§ Work to complete: Write out the entries below word for word, with nothing changed.

(Rows of box annotation data)

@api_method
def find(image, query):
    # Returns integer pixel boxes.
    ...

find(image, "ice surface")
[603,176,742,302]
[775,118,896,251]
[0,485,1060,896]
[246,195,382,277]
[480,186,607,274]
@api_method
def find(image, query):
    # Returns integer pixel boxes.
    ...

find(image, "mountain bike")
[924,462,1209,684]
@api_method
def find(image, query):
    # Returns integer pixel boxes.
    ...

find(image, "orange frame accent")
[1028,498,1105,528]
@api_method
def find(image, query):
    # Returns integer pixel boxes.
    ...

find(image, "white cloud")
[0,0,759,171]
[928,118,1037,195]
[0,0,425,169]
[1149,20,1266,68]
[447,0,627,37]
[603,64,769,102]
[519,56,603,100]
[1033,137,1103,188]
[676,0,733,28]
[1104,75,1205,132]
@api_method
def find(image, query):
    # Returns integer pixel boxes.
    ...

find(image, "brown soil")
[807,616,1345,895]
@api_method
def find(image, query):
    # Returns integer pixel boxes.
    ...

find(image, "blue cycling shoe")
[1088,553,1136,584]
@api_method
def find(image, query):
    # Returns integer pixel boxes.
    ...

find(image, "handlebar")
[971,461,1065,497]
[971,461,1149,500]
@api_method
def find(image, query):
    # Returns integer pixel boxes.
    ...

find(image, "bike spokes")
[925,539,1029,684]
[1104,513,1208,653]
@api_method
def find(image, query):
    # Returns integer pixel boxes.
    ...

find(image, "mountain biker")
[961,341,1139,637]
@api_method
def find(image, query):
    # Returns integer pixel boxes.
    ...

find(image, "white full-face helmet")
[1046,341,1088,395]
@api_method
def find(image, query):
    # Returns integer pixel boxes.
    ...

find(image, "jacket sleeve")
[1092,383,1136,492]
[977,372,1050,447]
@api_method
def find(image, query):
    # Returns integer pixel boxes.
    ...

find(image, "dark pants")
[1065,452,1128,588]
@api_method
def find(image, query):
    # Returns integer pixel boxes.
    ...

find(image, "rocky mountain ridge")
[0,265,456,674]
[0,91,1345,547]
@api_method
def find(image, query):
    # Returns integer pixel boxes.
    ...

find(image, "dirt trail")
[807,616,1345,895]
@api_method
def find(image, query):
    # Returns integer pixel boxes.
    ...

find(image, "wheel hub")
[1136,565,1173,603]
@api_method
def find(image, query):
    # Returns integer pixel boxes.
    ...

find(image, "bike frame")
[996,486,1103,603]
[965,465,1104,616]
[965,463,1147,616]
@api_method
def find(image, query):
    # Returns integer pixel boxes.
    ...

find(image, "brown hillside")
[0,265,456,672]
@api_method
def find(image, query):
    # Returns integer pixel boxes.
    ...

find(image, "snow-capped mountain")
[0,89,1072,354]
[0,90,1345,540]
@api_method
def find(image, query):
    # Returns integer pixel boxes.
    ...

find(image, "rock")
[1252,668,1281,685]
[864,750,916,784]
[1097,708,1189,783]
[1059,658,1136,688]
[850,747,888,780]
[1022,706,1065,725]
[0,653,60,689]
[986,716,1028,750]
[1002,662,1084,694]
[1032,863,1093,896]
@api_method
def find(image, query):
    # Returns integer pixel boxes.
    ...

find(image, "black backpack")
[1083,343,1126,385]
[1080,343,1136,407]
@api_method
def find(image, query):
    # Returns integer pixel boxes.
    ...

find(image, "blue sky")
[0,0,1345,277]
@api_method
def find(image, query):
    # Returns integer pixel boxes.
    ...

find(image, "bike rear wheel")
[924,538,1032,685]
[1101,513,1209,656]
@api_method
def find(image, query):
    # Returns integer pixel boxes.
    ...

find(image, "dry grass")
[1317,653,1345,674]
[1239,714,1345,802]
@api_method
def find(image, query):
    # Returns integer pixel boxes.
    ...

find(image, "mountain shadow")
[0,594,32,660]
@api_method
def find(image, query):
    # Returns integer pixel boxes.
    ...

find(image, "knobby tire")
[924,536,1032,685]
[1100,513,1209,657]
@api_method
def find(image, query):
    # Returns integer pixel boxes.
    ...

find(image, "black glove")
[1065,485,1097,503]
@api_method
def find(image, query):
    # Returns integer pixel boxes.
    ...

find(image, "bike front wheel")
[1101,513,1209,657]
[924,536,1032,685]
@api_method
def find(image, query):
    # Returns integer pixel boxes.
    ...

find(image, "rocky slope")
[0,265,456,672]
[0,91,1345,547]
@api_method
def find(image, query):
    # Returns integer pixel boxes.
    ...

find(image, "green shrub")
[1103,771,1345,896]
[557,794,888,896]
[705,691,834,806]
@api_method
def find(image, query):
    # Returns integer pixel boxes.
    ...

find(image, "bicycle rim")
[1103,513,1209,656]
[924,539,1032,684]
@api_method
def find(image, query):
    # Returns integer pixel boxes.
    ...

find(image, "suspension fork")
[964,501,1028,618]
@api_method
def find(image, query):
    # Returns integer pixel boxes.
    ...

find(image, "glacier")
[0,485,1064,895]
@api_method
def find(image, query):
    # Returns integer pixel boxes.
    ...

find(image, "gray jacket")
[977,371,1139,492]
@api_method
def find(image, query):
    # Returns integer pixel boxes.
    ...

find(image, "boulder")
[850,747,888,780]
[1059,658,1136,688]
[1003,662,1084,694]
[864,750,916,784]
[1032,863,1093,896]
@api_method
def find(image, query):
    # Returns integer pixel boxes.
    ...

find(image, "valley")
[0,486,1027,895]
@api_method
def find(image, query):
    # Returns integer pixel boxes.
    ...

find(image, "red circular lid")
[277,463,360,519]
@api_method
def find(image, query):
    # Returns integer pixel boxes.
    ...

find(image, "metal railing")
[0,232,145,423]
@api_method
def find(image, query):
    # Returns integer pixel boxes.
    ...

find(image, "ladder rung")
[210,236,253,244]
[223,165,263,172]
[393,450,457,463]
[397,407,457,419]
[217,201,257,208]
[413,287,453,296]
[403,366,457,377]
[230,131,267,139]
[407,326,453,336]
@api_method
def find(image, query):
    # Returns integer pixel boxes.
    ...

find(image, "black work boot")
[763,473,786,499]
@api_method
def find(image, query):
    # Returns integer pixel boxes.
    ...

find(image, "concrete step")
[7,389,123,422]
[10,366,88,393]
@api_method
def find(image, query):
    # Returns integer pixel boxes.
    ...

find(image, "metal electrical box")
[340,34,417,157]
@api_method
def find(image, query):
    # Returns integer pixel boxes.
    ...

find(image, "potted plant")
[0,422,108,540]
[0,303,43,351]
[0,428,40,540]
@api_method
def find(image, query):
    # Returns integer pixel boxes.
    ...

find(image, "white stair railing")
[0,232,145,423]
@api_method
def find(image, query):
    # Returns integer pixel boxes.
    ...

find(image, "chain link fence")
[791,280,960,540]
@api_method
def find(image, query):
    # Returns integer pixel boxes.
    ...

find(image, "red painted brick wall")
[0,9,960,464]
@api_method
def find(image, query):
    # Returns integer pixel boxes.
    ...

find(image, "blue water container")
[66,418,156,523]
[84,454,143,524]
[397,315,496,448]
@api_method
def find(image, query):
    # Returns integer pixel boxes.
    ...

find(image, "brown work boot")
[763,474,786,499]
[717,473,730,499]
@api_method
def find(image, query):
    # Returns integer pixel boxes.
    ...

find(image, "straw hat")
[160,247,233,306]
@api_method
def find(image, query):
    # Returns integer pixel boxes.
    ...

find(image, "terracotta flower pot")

§ Completed exercise:
@api_method
def find(image, query):
    # Returns integer pixel boxes.
    ...

find(image, "ice surface")
[603,176,742,302]
[775,118,896,251]
[0,485,1060,896]
[246,195,382,277]
[480,186,607,274]
@api_method
def find(image, query):
    # Returns integer pixel boxes.
    ...

find(image, "mountain bike")
[924,462,1209,684]
@api_method
def find(image, query):
    # Returns integer pixel boxes.
    ...

find(image, "orange frame accent")
[1028,498,1105,528]
@api_method
def find(image, query):
    # Returns integer pixel boxes.
    ...

find(image, "white cloud")
[0,0,759,171]
[928,118,1037,195]
[0,0,425,169]
[1149,20,1266,68]
[447,0,627,37]
[603,64,769,102]
[519,56,603,100]
[1033,137,1103,188]
[676,0,733,28]
[1104,75,1205,132]
@api_method
def find(image, query):
    # Returns integer pixel boxes.
    ...

find(image, "brown soil")
[807,616,1345,895]
@api_method
def find(image, query):
    # Returns integer pixel boxes.
    ...

find(image, "blue cycling shoe")
[1088,553,1136,584]
@api_method
def find(image, query):
    # Returns integer pixel boxes.
    ...

find(image, "handlebar")
[971,461,1065,497]
[971,461,1149,500]
@api_method
def find(image, query):
    # Returns integer pixel boxes.
    ...

find(image, "bike spokes")
[925,539,1029,684]
[1104,513,1208,653]
@api_method
def find(image, query):
    # Returns integer pixel boxes.
    ...

find(image, "mountain biker")
[961,341,1139,637]
@api_method
def find(image, query):
    # Returns integer pixel boxes.
    ...

find(image, "white full-face helmet")
[1046,341,1088,395]
@api_method
def find(image, query):
    # Returns integer pixel boxes.
    ...

find(image, "jacket sleeve")
[1092,383,1136,492]
[977,372,1050,447]
@api_method
def find(image, query):
    # Returns integer pixel boxes.
    ...

find(image, "dark pants")
[1065,452,1128,588]
@api_method
def find(image, query):
    # Returns integer pixel boxes.
    ...

find(image, "rocky mountain ridge")
[0,265,456,674]
[0,91,1345,547]
@api_method
def find(image, query):
    # Returns integer pixel boxes.
    ...

find(image, "dirt trail")
[807,616,1345,895]
@api_method
def find(image, query):
    # Returns integer pixel boxes.
    ...

find(image, "wheel hub")
[1136,565,1173,603]
@api_method
def find(image, query):
    # Returns integer pixel boxes.
    ...

find(image, "bike frame")
[996,486,1103,603]
[965,465,1104,616]
[965,463,1147,616]
@api_method
def find(image, query):
    # Returns integer pixel boxes.
    ...

find(image, "brown hillside")
[0,265,456,672]
@api_method
def find(image, query):
    # Returns integer pixel boxes.
    ...

find(image, "snow-capped mountain")
[0,89,1072,354]
[0,90,1345,540]
@api_method
def find(image, query):
    # Returns integer pixel boxes.
    ...

find(image, "rock")
[1252,668,1281,685]
[864,750,916,784]
[1097,708,1189,783]
[1059,658,1136,688]
[850,747,888,780]
[1022,706,1065,725]
[0,653,60,689]
[986,716,1028,750]
[1002,662,1084,694]
[1032,863,1093,896]
@api_method
def find(image, query):
    # Returns integer pixel boxes.
    ...

find(image, "black backpack")
[1083,343,1126,385]
[1080,343,1136,407]
@api_method
def find(image, query):
    # Returns integer pixel boxes.
    ...

find(image, "blue sky")
[0,0,1345,277]
@api_method
def find(image, query):
    # Returns integer pixel boxes.
    ...

find(image, "bike rear wheel")
[924,538,1032,685]
[1101,513,1209,656]
@api_method
def find(image, query):
    # Returns integer pixel boxes.
    ...

find(image, "dry grass")
[1317,653,1345,674]
[1239,714,1345,802]
@api_method
def find(image, query):
    # Returns integer pixel boxes.
    ...

find(image, "mountain shadow")
[0,594,32,660]
@api_method
def find(image, query):
    # Returns integer pixel boxes.
    ...

find(image, "knobby tire")
[924,536,1032,685]
[1100,513,1209,657]
@api_method
def find(image, query):
    # Returns integer pixel boxes.
    ...

find(image, "black glove")
[1065,485,1097,503]
@api_method
def find(image, query):
    # Returns integer pixel boxes.
    ...

find(image, "bike front wheel")
[1101,513,1209,657]
[924,536,1032,685]
@api_method
def find(image, query):
    # Returns integer pixel boxes.
    ...

find(image, "rocky slope")
[0,265,456,672]
[0,91,1345,547]
@api_method
def find(image, query):
    # Returns integer pixel boxes.
    ...

find(image, "green shrub")
[1103,771,1345,896]
[557,794,888,896]
[705,691,834,806]
@api_method
def find(image, query):
    # Returns integer pixel boxes.
    ...

find(image, "bicycle rim")
[1103,513,1209,656]
[924,539,1032,684]
@api_method
def find(image, query):
    # Returns integer pixel boxes.
    ...

find(image, "suspension fork")
[964,501,1028,618]
@api_method
def find(image, query):
    # Returns integer pixel boxes.
    ...

find(image, "glacier")
[0,485,1064,895]
@api_method
def find(image, query):
    # Returns integer pixel boxes.
    ...

find(image, "gray jacket")
[977,371,1139,492]
@api_method
def find(image, query):
    # Returns integer pixel boxes.
    ...

find(image, "boulder")
[850,747,888,780]
[1059,658,1136,688]
[1003,662,1084,694]
[864,750,916,784]
[1032,863,1093,896]
@api_method
def find(image, query):
    # Returns integer pixel boxes.
    ...

find(image, "valley")
[0,486,1027,895]
@api_method
def find(image, query):
    # Returns integer pixel boxes.
    ...

find(image, "red circular lid")
[277,463,360,519]
@api_method
def find(image, query):
    # Returns integer pixel boxes.
    ...

find(image, "metal railing")
[0,232,145,423]
@api_method
def find(image, query):
    # Returns integer pixel boxes.
    ...

find(image, "ladder rung")
[210,236,253,244]
[223,165,263,172]
[393,450,457,463]
[397,407,457,419]
[217,201,257,208]
[413,287,453,296]
[403,366,457,377]
[230,131,267,139]
[407,326,453,336]
@api_method
def find(image, query):
    # Returns integer pixel boxes.
    ...

find(image, "black work boot")
[763,473,786,499]
@api_method
def find(image, query):
    # Returns integer pixel boxes.
    ...

find(image, "concrete step")
[7,389,123,422]
[10,366,88,393]
@api_method
def find(image, query):
    # Returns integer pixel boxes.
    ...

find(image, "metal electrical box")
[340,34,417,157]
@api_method
def find(image, query):
    # Returns integer pixel boxes.
    ...

find(image, "potted plant")
[0,422,108,540]
[0,303,43,351]
[0,428,40,540]
@api_method
def find(image, query):
    # Returns integer pixel boxes.
    ...

find(image, "white stair railing")
[0,232,145,423]
@api_method
def find(image, query):
    # Returns integer pixel boxes.
    ...

find(image, "chain link fence")
[791,280,960,540]
@api_method
def find(image, query):
    # Returns integer pixel boxes.
    ...

find(image, "red painted brick wall")
[0,9,960,464]
@api_method
def find(image, query):
    # Returns integer pixel boxes.
    ...

find(image, "blue water container")
[66,418,156,523]
[84,454,143,524]
[397,315,496,448]
@api_method
def find(image, query):
    # Returns integer pixel boxes.
    ...

find(image, "brown work boot")
[763,474,786,499]
[717,473,730,499]
@api_method
def find(image, query):
    # Returns integer pixel boxes.
    ...

find(image, "straw hat")
[160,247,233,306]
@api_method
def find(image, query):
    # Returns integer pixel boxes.
    ...

find(image, "terracotta flower pot")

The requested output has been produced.